■ Article
Dylan’s departure from Christianity “was sort of gradual,” he said. “It’s not like he formally abjured it. It just seemed to slip into the past.” In fact, Rosenbaum sees a profoundly Jewish thread woven throughout Dylan’s life, including the ’60s years.

It’s kind of amazing, when you think about it, that it even needs to be said that there is a “profoundly Jewish thread woven throughout Dylan’s life.” Isn’t that pretty hard to miss? But then the Jewish experience in America includes the phenomenon of those who try to run away from their Jewishness, in a variety of senses, and Dylan has given some reason to believe that he might be doing this at different times. This article also includes a quote from an interview Dylan gave to Rosenbaum in 1977, where he said, “I’ve never felt Jewish. I don’t really consider myself Jewish or non-Jewish.” That sounds like a flat-out rejection, but I would suggest that (aside from Dylan’s knee-jerk hatred of labels) it was more an expression of frustration at that particular time with his failure up to that date to find answers in Judaism as he then knew it, based on his upbringing and life experiences. The whole subject of faith in Dylan’s life was to undergo an earthquake not long thereafter, and comments from him that touch on his Jewishness post-1979 are quite different.

Ron Rosenbaum’s observations also provide another example, I think, of how secular or non-believing commentators on Bob Dylan—of which there are so many because of Dylan’s place in our culture—tend to find the subject of faith in Dylan’s work and life to be very mysterious and perplexing. I think on the other hand that listeners who themselves have religious faith can generally pick up on how Dylan is expressing his, and living it, in his songs. In particular, I think it’s clear to many such listeners that since 1979 Dylan’s work has been absolutely teeming with the reflections, questions, struggles and the blessings of someone going on his journey through life guided by faith in and love for God. Certainly, he’s avoided writing obvious “Jesus” songs since Shot of Love, but the language of faith has remained very strong if more oblique, all the way from Infidels to Together Through Life. (I’ve written enough on individual songs before, as have others, so I’m not going to belabor that now.) Underlining the centrality of those themes have been songs by others that he’s chosen to cover, live in concert and sometimes on record: “Pass Me Not O Gentle Savior,” “Rock of Ages,” “Somebody Touched Me,” “Rank Strangers to Me,” “Lone Pilgrim” … his rewrite and rerecording of “Gonna Change My Way of Thinking” and so on and on. And, um, Christmas In the Heart was a little bit hard to miss (though maybe not for some).

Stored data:
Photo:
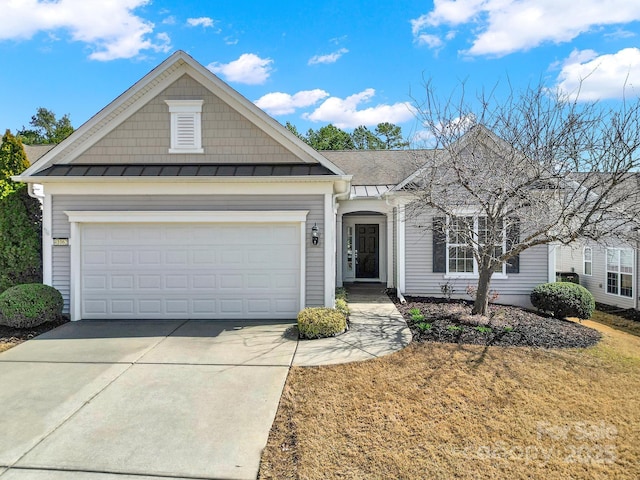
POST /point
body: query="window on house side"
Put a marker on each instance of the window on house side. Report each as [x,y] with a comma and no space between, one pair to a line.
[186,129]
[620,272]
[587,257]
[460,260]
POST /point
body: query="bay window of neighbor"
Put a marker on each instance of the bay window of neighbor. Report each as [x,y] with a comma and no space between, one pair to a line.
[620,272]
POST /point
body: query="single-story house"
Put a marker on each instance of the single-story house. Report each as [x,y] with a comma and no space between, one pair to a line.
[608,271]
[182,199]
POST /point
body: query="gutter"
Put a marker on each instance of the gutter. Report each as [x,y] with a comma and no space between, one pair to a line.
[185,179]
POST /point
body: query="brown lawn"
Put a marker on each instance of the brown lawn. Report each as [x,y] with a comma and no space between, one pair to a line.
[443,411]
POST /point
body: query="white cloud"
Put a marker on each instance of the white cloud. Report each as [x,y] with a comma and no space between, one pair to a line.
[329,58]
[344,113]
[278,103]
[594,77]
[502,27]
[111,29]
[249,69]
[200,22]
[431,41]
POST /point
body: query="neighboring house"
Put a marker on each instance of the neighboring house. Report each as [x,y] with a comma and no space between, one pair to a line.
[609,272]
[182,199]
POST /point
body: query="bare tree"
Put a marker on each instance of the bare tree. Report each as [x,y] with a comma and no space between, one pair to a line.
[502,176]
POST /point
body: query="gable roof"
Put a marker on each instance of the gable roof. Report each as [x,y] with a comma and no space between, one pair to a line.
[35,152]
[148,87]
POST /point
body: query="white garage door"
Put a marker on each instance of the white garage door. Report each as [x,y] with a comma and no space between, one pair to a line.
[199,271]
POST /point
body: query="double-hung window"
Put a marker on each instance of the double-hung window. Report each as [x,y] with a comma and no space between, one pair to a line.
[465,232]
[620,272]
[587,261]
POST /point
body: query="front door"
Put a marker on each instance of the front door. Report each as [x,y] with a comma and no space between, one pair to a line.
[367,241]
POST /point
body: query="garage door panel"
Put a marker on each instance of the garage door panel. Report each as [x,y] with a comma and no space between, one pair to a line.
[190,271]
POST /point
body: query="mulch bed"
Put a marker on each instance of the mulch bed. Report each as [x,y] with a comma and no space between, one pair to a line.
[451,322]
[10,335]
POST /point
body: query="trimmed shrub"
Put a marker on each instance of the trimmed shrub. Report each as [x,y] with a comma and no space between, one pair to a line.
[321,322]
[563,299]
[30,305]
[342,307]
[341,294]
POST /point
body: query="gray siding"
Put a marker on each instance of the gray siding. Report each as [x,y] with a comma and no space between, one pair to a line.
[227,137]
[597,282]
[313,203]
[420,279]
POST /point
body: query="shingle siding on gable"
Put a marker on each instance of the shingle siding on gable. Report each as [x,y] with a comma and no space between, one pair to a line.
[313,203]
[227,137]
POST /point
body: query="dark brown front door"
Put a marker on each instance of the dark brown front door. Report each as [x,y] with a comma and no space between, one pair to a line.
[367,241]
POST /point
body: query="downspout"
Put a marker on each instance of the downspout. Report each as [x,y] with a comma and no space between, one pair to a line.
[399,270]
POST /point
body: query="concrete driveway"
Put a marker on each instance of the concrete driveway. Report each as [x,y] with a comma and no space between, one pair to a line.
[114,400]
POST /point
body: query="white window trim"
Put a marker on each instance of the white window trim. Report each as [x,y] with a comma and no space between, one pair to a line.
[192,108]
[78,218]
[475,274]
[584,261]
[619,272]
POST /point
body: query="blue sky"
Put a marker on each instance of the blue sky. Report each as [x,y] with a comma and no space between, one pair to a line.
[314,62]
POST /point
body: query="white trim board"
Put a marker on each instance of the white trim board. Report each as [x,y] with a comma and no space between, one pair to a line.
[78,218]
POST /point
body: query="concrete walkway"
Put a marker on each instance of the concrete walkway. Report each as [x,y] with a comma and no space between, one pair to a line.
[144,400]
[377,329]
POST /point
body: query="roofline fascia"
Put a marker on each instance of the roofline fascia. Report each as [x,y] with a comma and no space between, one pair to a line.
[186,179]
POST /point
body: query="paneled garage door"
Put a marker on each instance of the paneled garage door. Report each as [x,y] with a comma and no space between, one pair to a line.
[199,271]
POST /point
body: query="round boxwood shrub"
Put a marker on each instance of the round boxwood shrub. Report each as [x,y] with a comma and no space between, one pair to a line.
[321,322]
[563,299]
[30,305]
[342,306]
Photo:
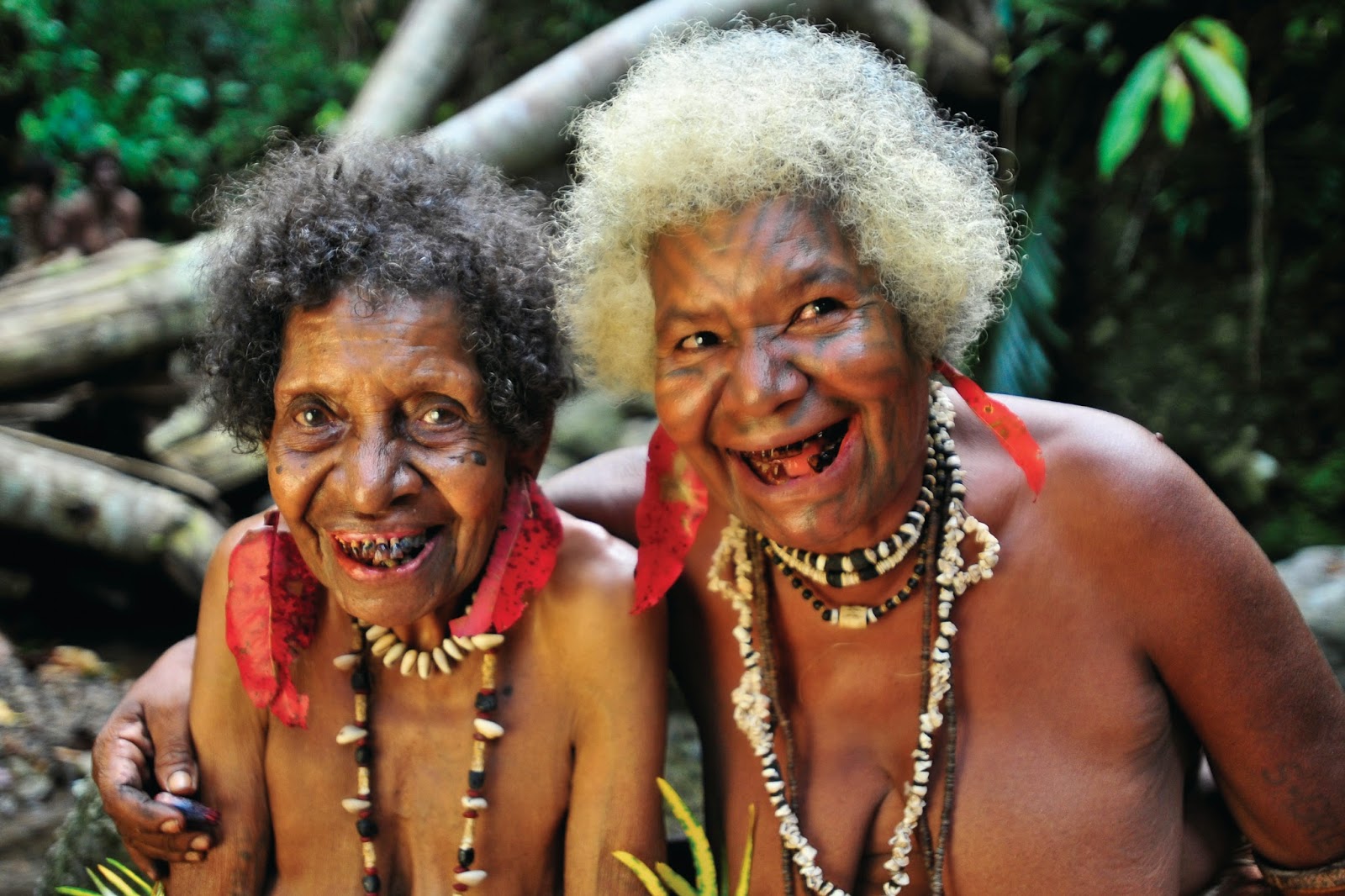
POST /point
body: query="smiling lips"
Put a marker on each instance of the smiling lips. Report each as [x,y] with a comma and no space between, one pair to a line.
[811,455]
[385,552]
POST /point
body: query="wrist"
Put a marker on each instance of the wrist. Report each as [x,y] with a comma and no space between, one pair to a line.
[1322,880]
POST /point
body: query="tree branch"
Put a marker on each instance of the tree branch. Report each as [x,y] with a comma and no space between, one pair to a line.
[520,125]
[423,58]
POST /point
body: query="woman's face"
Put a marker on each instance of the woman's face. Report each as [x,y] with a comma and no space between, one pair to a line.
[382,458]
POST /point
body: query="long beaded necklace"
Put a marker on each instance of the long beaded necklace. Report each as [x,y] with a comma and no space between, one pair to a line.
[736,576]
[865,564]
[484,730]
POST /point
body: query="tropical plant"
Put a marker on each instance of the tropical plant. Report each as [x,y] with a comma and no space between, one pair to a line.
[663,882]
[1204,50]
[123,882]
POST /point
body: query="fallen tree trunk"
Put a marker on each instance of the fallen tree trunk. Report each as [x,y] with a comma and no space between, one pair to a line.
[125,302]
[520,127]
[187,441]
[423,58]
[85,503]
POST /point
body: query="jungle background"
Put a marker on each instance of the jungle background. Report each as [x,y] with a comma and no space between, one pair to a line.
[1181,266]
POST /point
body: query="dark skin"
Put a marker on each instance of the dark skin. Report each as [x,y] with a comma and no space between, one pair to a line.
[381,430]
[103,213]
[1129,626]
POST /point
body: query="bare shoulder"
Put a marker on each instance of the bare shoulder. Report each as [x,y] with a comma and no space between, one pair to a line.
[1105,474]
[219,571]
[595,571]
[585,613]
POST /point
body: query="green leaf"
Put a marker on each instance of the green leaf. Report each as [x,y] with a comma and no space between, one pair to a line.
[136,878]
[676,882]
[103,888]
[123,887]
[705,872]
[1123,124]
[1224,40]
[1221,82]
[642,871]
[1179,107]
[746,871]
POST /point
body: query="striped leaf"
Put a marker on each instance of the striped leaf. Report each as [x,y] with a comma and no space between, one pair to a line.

■ Exercise requirements
a: Render this sentence from the essay on faith in Bob Dylan's life into Spanish: "The whole subject of faith in Dylan’s life was to undergo an earthquake not long thereafter, and comments from him that touch on his Jewishness post-1979 are quite different."
b: Carry on the essay about faith in Bob Dylan's life and work, writing on from its final sentence.

■ The answers
a: Todo el tema de la fe en la vida de Dylan iba a sufrir un terremoto poco tiempo después, y sus comentarios que tocan su identidad judía posteriores a 1979 son bastante distintos.

b:
I understand the fun in the whole argument about whether Bob Dylan is an observant Jew or a Christian, based on counting anecdotal reports and the parsing of comments Dylan has made during interviews with rock journos (who generally don’t understand the subject matter themselves and are easily deflected). But in 2011 it’s also a little wearisome. While others see a conflict and an either/or situation on this subject, it ought to be clear by now that Dylan personally does not. His work is filled with references to the Scripture of both the Old and the New Testaments; he attends Yom Kippur services and sings Christian hymns (though not at the Yom Kippur services so far as anyone knows); he goes on the Chabad telethon and sings a Christian song by Hank Williams … and so on. He believes in the God of Abraham, Isaac and Jacob, and he continues to attest in his now-not-fire-breathing-way to faith in that man full of sorrow and strife, the one who promised to make all old things new again: Jesus. It’s all there. Some people may find it unacceptable for their own philosophical or theological reasons, but I think that they’re better off leaving their own conflicts behind when it comes to Bob and just enjoying what they can get from the music.

In saying that people of faith more easily pick up on these things in Dylan’s work I don’t mean to suggest that non-believing listeners or critics can never understand Dylan—because some have brilliant insights—but just that the absence of a feeling for the language of faith can sometimes spread confusion in those ranks.

I’m not making a presumption about Ron Rosenbaum on that score, I hope; the article does include this:

As far as his own Judaism, Rosenbaum, who grew up Reform on Long Island, N.Y., “came to love everything Jewish,” but he is not an observant Jew. “Those who do believe fervently should be offering better answers. I’d like to be persuaded.”

Both the Jewish and Christian traditions now stretch back thousands of years, with so many great teachers, great books, great art, great examples of belief and of living … but some are still waiting for those “better answers” to come along and break down the door. But being open to being persuaded is at least a positive stance.

Not to be heavy-handed, but one of those reflections on faith from Dylan’s “post-Christian” period is irresistible to me at this point.

Maybe someday you’ll hear a voice from on high
Sayin’, “For whose sake did you live, for whose sake did you die?”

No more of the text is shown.